[[ Information, beginning ]]

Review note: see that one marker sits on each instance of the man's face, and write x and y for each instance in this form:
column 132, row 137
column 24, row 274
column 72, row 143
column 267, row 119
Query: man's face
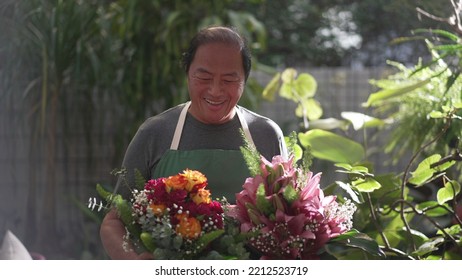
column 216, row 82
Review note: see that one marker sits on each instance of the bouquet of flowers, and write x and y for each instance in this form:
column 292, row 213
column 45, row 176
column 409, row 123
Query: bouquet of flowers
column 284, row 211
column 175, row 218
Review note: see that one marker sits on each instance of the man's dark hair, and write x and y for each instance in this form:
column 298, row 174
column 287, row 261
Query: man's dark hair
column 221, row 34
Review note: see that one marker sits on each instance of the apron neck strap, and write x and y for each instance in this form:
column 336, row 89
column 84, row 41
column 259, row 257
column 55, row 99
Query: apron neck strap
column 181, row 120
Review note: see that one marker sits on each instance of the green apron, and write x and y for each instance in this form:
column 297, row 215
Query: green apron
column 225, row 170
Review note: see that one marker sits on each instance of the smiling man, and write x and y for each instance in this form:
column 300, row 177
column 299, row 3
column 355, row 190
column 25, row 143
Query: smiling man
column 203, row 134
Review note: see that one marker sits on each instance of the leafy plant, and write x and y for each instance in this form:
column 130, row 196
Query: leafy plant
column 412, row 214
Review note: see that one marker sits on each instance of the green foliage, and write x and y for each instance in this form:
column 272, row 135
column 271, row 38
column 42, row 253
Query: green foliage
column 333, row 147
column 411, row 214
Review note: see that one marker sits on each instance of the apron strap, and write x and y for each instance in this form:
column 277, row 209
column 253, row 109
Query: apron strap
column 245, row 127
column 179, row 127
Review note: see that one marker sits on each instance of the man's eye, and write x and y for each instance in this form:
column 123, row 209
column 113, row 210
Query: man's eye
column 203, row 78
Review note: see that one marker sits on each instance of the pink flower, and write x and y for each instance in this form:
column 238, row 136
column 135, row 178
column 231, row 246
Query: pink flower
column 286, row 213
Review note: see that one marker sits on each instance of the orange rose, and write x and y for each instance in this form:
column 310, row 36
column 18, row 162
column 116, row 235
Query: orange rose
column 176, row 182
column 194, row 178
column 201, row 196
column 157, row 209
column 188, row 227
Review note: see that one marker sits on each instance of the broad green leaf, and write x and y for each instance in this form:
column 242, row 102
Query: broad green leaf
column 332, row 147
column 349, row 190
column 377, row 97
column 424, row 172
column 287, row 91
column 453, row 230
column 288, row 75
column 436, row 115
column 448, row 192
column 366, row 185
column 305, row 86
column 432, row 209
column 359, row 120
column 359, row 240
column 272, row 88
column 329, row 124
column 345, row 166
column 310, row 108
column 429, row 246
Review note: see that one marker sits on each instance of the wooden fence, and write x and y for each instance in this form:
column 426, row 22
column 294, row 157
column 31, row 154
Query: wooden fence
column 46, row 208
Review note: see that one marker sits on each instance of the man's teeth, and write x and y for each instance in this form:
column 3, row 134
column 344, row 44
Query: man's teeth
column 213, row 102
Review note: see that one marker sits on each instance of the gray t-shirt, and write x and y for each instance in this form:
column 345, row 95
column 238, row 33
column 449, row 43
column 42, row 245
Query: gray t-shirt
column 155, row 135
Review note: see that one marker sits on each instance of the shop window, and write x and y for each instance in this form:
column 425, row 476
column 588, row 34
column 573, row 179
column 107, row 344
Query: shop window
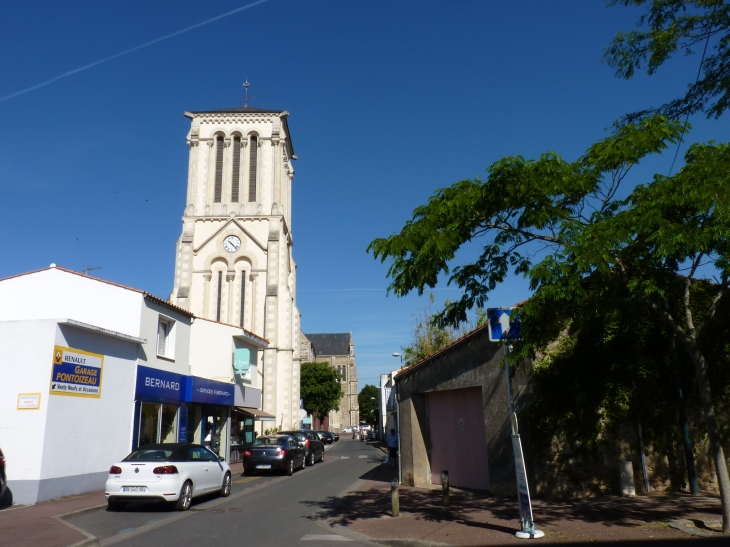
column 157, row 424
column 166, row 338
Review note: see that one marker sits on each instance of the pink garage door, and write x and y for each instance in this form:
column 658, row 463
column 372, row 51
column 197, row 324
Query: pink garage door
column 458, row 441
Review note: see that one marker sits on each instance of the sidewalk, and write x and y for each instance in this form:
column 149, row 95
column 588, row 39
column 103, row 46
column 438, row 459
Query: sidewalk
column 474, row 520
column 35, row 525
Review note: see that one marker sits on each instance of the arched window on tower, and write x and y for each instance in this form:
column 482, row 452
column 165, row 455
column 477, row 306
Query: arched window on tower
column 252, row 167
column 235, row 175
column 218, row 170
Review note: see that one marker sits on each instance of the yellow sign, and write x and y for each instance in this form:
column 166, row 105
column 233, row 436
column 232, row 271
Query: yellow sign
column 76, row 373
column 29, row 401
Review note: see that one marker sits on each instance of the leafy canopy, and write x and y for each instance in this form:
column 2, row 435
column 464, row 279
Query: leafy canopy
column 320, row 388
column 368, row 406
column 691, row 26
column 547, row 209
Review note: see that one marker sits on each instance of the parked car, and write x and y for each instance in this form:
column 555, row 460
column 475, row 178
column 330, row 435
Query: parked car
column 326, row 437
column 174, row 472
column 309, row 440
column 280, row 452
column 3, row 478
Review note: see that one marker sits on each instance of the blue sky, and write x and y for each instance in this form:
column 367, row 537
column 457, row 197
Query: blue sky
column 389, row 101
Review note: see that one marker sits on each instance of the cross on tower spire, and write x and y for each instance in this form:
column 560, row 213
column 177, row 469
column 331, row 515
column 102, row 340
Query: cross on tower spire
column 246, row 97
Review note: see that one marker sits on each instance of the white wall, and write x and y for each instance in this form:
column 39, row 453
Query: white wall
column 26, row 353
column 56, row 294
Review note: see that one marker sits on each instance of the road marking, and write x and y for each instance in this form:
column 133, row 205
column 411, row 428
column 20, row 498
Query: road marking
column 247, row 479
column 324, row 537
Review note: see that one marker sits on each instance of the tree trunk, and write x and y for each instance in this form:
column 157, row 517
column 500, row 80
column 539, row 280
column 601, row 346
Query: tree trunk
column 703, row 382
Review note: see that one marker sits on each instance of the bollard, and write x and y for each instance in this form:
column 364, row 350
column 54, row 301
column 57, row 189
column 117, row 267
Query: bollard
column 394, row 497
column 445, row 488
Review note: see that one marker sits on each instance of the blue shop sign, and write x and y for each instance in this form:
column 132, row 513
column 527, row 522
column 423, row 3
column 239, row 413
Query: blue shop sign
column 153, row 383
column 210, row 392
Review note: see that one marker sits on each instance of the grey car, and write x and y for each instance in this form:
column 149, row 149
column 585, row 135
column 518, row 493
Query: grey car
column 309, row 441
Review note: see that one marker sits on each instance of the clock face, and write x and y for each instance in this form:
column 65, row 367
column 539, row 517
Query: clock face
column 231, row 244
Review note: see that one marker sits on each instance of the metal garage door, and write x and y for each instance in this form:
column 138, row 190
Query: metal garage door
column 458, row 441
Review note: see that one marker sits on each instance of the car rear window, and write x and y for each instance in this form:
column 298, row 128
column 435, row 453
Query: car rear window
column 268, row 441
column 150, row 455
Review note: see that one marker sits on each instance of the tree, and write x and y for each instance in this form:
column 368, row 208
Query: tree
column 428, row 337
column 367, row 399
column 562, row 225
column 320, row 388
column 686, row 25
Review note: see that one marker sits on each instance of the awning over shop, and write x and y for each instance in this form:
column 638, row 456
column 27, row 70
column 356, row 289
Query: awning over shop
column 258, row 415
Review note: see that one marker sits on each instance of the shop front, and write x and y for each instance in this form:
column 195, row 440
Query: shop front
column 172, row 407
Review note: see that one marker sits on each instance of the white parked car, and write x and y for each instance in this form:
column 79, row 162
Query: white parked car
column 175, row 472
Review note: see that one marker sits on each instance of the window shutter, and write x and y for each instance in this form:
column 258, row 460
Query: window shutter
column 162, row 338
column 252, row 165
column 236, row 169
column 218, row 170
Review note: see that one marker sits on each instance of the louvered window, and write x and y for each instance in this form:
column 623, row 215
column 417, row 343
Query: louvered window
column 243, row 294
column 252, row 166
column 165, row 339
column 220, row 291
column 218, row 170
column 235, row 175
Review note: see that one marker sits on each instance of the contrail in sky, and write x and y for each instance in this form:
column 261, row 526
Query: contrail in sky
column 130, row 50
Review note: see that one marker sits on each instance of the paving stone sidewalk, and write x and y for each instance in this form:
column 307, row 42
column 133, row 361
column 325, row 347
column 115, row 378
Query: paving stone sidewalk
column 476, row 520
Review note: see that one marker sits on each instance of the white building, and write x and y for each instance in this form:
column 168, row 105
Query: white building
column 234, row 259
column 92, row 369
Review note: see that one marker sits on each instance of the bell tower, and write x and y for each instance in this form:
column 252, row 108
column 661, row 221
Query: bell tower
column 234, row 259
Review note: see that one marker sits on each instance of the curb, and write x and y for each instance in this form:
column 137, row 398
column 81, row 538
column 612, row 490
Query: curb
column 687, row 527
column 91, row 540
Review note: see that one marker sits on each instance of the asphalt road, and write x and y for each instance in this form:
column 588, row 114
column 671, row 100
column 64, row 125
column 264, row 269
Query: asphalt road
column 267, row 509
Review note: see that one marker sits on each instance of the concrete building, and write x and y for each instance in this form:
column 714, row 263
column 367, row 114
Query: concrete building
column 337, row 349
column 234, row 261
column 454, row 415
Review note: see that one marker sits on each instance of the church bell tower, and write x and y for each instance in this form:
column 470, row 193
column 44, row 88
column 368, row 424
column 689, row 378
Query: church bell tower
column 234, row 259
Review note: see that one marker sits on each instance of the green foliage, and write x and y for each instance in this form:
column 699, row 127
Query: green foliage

[[ Information, end ]]

▶ _How to complete this task_
Working from the data above, extract solely the lines from the one containing "Query: leafy plant" through the one containing "column 253, row 109", exactly as they appear, both included.

▶ _Answer for the task_
Query: leafy plant
column 412, row 214
Review note: see that one marker sits on each instance of the green foliage, and write x and y for each instance in this form:
column 272, row 135
column 271, row 38
column 42, row 253
Query: green foliage
column 333, row 147
column 411, row 214
Review note: see that one marker sits on each instance of the apron strap, and write x and y for each instance in this form:
column 277, row 209
column 253, row 109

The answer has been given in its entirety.